* _Provided entries_:
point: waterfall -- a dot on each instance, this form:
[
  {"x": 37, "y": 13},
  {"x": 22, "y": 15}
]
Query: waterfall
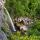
[{"x": 10, "y": 19}]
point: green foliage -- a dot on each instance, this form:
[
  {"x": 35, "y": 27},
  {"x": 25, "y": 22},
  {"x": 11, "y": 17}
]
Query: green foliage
[
  {"x": 22, "y": 7},
  {"x": 28, "y": 8}
]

* _Objective_: Rewrite the rows above with every "instance" changed to "occurrence" and everything else left unchanged. Omit the pictures from your output.

* _Completed task_:
point: waterfall -- a dot on each occurrence, this form:
[
  {"x": 37, "y": 13},
  {"x": 22, "y": 15}
]
Query: waterfall
[{"x": 10, "y": 19}]
point: green foliage -- a dot on each occurrence, this form:
[
  {"x": 35, "y": 27},
  {"x": 25, "y": 22},
  {"x": 11, "y": 17}
]
Query: green foliage
[
  {"x": 22, "y": 7},
  {"x": 28, "y": 8}
]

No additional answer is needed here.